▶ **What to produce**
Quote the entries in full, character for character, without their images.

:: Information provided

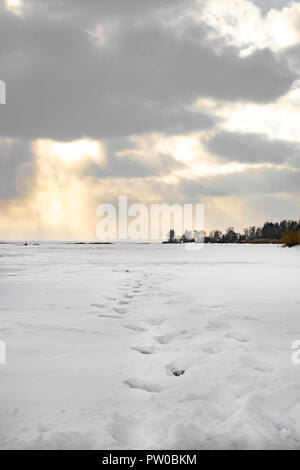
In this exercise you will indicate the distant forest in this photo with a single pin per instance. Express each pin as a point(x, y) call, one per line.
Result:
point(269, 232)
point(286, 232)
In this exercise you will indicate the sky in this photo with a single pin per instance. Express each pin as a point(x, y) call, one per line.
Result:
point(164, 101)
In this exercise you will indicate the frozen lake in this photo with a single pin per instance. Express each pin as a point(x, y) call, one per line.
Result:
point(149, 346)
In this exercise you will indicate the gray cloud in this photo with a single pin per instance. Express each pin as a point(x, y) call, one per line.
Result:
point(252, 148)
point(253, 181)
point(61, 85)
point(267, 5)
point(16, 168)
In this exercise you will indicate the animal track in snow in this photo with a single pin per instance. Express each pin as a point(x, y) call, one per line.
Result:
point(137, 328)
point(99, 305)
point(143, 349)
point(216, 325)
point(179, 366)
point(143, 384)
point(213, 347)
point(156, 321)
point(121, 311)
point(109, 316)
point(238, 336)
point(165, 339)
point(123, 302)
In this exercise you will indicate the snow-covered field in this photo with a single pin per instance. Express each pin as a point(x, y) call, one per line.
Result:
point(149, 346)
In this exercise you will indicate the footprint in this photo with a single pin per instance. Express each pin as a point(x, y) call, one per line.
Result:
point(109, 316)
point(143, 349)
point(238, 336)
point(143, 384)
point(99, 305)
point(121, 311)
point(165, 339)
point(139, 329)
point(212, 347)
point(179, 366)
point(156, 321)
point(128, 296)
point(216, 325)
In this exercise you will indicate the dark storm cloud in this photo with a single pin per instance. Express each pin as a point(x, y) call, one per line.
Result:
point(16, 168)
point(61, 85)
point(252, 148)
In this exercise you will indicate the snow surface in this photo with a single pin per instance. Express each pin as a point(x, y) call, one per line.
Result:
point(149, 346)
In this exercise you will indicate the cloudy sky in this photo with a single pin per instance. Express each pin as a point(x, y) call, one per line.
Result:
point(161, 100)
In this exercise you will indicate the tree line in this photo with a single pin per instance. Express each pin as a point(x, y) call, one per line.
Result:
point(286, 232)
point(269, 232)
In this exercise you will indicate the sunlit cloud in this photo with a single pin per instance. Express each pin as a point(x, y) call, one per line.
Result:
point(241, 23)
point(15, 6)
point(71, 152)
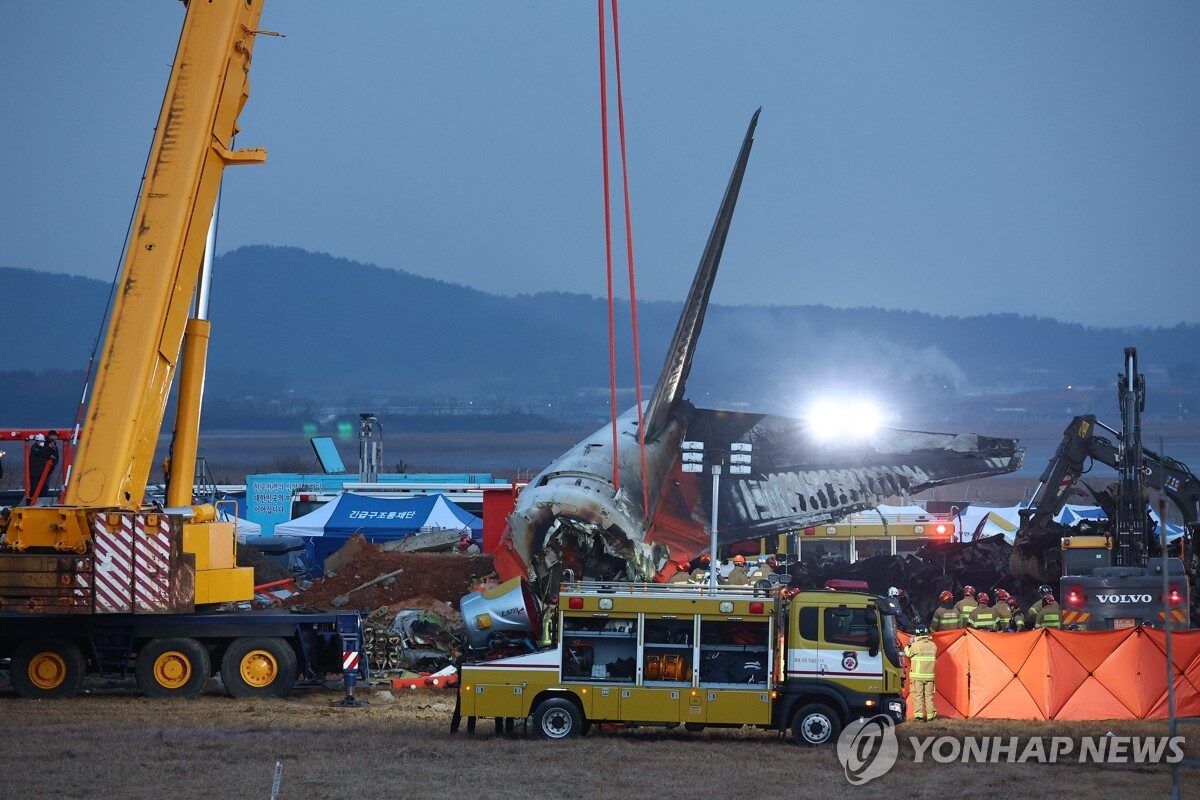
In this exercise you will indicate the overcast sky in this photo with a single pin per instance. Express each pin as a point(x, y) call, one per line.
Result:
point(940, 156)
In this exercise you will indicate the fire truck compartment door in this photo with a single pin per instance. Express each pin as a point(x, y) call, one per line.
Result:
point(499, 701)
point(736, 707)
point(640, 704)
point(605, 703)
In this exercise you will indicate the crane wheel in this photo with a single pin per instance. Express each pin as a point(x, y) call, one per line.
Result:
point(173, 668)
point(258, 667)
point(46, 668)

::::

▶ **Output for this task**
In this exercise you will indicate the distant forest in this photo with a single pin per instance. Express each pin as a point(x, y) call, one per line.
Result:
point(269, 232)
point(286, 232)
In this exercise you will indicate the sky in this photo with a single pin per instance. Express each pin as a point(x, y) call, one per line.
Result:
point(164, 101)
In this exercise you will indicate the frozen lake in this photo with a single pin per instance. Express each pin as a point(x, y) call, one per line.
Result:
point(149, 346)
In this exercise you will indicate the gray cloud in this photo with a single pin per instance. Express each pin as a point(x, y) call, one per line.
Result:
point(252, 148)
point(253, 181)
point(61, 85)
point(267, 5)
point(16, 168)
In this exercise you will indicate the animal track in snow in this photo with a single pin per instance. Express each pin as a point(x, y) call, one per line.
Result:
point(137, 328)
point(99, 305)
point(143, 349)
point(216, 325)
point(179, 366)
point(143, 384)
point(213, 347)
point(156, 321)
point(121, 311)
point(109, 316)
point(238, 336)
point(165, 339)
point(123, 302)
In this exercise you will indicate the snow-covered field in this photo with a single pin per instance. Express each pin as a point(x, y) call, one per line.
Result:
point(149, 346)
In this exercise you will indicate the footprint in this photo with a single pin per instance. Express each pin as a point(x, y) call, one per line.
Result:
point(109, 316)
point(143, 349)
point(238, 336)
point(143, 384)
point(99, 305)
point(121, 311)
point(165, 339)
point(139, 329)
point(212, 347)
point(179, 366)
point(156, 321)
point(128, 296)
point(216, 325)
In this exercise you will indicate the dark storm cloud in this photo with a single pin per instance. Express each pin as a point(x, y) call, one per line.
Result:
point(16, 168)
point(61, 85)
point(252, 148)
In this exercise you will indicate the snow surface in this photo with a single pin per instance. Express each pin as a point(x, y) call, one per line.
Result:
point(149, 346)
In this exercise you will indicate the cloudy sky in this photo with a single pin per instance. Express each pin as a point(x, y) call, one per line.
Result:
point(161, 100)
In this exercise you will indicate the tree line in this photo with a single pin per instance. Express each pin as a point(x, y) call, one per line.
Result:
point(286, 232)
point(269, 232)
In this exercise you will indicate the sunlit cloud in this photo with a single pin per instance. Express each pin as a point(x, y) call, one per line.
Result:
point(241, 23)
point(15, 6)
point(71, 152)
In this exercise you will indicate the overcast sky in this photo with a single pin per instance. Express each pin as a point(x, y) call, one per line.
Result:
point(940, 156)
In this exercise you will indicate the fire truck compartment door in this photo with a single pin per instance. Express each pin as a point(x, y) call, one per line.
Result:
point(499, 701)
point(736, 707)
point(640, 704)
point(605, 703)
In this exercise you will indicate the crane wheel in this photo with a single pin per instance. Express each pin as a point(x, y) call, one per line.
Result:
point(173, 668)
point(258, 667)
point(46, 668)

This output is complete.